Items from a dataset
════════
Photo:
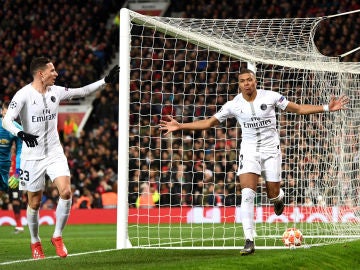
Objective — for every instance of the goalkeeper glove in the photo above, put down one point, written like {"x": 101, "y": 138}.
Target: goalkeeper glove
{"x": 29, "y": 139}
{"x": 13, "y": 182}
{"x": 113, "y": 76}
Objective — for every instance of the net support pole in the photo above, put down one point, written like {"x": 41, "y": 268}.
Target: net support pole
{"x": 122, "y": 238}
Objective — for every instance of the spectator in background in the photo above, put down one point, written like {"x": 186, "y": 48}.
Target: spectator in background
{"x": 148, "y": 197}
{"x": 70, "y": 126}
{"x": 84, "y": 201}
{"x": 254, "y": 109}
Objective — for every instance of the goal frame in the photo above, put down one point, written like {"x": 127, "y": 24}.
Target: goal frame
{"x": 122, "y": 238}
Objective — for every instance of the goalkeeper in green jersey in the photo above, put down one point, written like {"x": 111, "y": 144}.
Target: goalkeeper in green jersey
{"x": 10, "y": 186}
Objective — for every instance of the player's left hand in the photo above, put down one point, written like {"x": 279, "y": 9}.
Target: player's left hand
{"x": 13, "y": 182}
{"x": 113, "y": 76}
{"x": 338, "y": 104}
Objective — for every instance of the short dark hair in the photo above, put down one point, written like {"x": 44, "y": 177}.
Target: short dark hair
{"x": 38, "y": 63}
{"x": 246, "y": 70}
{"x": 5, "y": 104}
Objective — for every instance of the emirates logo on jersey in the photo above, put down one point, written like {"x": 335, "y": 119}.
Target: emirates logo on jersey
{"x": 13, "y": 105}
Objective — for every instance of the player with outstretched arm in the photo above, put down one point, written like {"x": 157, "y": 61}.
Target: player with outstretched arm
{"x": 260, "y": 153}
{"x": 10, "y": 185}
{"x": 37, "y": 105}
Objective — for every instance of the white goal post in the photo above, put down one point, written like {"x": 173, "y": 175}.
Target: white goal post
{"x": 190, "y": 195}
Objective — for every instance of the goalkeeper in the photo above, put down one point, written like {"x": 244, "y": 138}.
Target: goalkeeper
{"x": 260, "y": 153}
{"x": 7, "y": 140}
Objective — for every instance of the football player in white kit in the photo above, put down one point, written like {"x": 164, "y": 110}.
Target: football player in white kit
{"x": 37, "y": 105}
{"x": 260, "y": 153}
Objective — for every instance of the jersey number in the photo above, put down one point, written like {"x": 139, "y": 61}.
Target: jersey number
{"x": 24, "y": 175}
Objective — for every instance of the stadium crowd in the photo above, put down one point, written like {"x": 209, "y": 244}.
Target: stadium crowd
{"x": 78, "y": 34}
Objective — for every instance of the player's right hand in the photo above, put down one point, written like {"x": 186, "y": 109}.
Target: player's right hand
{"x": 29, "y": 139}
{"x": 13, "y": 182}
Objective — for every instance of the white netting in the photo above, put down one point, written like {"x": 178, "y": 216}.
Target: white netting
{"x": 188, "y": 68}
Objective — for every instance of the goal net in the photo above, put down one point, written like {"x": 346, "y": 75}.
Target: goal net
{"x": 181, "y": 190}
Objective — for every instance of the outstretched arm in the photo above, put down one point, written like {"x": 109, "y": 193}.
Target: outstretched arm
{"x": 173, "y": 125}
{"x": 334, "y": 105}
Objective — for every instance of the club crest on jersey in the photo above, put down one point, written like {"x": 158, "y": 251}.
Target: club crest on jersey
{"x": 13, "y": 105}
════════
__Problem__. Give every entry again word for word; no images belong in the copy.

__Reply to the task__.
Photo:
Objective — for every instance of the goalkeeper glove in the photo above, put down one point, written like {"x": 101, "y": 138}.
Target: goalkeeper glove
{"x": 29, "y": 139}
{"x": 13, "y": 182}
{"x": 113, "y": 76}
Objective — for every instance of the net support pole in the photo above, put down one point, written like {"x": 41, "y": 268}.
Target: net support pole
{"x": 122, "y": 238}
Objective — for every instance of the spectator in background in the photo above, put down one point, written like {"x": 186, "y": 48}.
Target: spectator in background
{"x": 148, "y": 197}
{"x": 70, "y": 126}
{"x": 84, "y": 201}
{"x": 254, "y": 109}
Objective — for every instance of the goal frame in the photo above, put down one point, written like {"x": 127, "y": 24}.
Target: goal frame
{"x": 122, "y": 238}
Objective — for every instance of the goalkeeper in green jersey in the photo above, put down one point, written like {"x": 111, "y": 144}.
Target: goalkeeper in green jersey
{"x": 10, "y": 186}
Objective — for every instance of the player's left hand in the photo above, put down one point, written like {"x": 279, "y": 9}.
Target: player's left hand
{"x": 13, "y": 182}
{"x": 113, "y": 76}
{"x": 338, "y": 104}
Objective — for every instance of the short dark hair in the photo above, put down one point, written like {"x": 44, "y": 177}.
Target: short dark hair
{"x": 38, "y": 63}
{"x": 246, "y": 70}
{"x": 5, "y": 104}
Objective — for every instance of the emirates logo on jersey in the photo above, put down one point, written like {"x": 335, "y": 119}.
Target: emirates logo on jersey
{"x": 13, "y": 105}
Objective — for every instance of the player with outstretched arm in the photo above, put down one point, written like {"x": 157, "y": 61}.
Target: player with outstretched arm
{"x": 260, "y": 153}
{"x": 10, "y": 185}
{"x": 37, "y": 105}
Objective — for every instance of the white goal post in the photo above, put down one point, written like {"x": 173, "y": 175}.
Target: white goal post
{"x": 190, "y": 195}
Objective — for every instance of the goalkeeper in the photo above, put down one point, written like {"x": 244, "y": 138}.
Target: goalkeeper
{"x": 260, "y": 153}
{"x": 7, "y": 140}
Objective — for every instance of the football player in white kit in the photo above, put down one point, written like {"x": 164, "y": 110}.
Target: football player in white kit
{"x": 37, "y": 105}
{"x": 260, "y": 153}
Objective — for every instance of the jersey number in the photo above, put down one point, written like {"x": 139, "y": 61}.
Target: jersey number
{"x": 24, "y": 175}
Objective — for every instance of the stadium crowd in the photo above, put down one point, written like {"x": 209, "y": 244}.
Target: stadium crowd
{"x": 78, "y": 34}
Objective — for every instance of the player's right hand in the photo above, put down one point, written like {"x": 186, "y": 109}.
Target: player's right hand
{"x": 29, "y": 139}
{"x": 13, "y": 182}
Objective — for every instance of the white netting in the photo above, put down one point, written like {"x": 178, "y": 216}.
Target: white netting
{"x": 188, "y": 68}
Objective — for every instance of the goal net in the photo above, put down one point, written like {"x": 346, "y": 75}.
Target: goal net
{"x": 181, "y": 190}
Objective — for every instance of the outstretched arm in the photo above, put down one point, written like {"x": 109, "y": 193}.
Target: outstretched arm
{"x": 173, "y": 125}
{"x": 334, "y": 105}
Objective — for every instance of the club crest on jersey in the photo above, put down one point, written like {"x": 158, "y": 251}.
Target: club crest on jersey
{"x": 13, "y": 105}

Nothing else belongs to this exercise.